**WHAT THIS TASK INVOLVES:** Reproduce the following material verbatim, line by line, and omit the pictures from your answer.
● ● ● ● ● ● ●
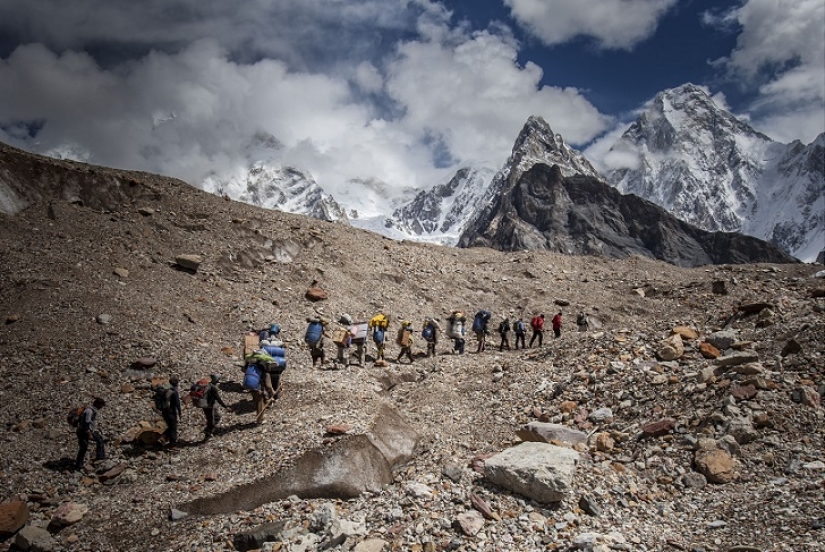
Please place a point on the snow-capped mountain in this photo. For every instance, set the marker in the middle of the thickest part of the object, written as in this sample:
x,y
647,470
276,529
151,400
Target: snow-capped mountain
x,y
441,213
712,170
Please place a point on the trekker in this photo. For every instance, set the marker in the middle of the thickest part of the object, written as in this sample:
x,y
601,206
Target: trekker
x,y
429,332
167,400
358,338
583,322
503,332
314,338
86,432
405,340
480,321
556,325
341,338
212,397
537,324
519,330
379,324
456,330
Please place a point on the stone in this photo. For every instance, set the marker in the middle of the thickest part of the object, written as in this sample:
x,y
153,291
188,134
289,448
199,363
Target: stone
● ● ● ● ● ● ●
**ANSWER TO THE EXERCISE:**
Please place a point on the snow-capped mountain in this photo. For every instance, set the marker in the middle of the thickest part of the object, written as in this sample:
x,y
647,470
276,529
151,400
Target: snow-capped mountain
x,y
441,213
712,170
Please place a point on the trekker in this photo. For every instance, set the marker in the middle of the thickest part of the object, written as in this sample:
x,y
601,206
Target: trekker
x,y
429,332
167,400
358,338
583,322
503,332
314,338
86,432
405,340
480,321
556,325
341,338
212,397
537,324
519,330
379,324
456,330
Please place a point on the stone in this photo. For every instance, set the marker in the middle of the thickest part of the object, written as in this sample:
x,y
153,291
188,134
289,448
199,363
Target: stone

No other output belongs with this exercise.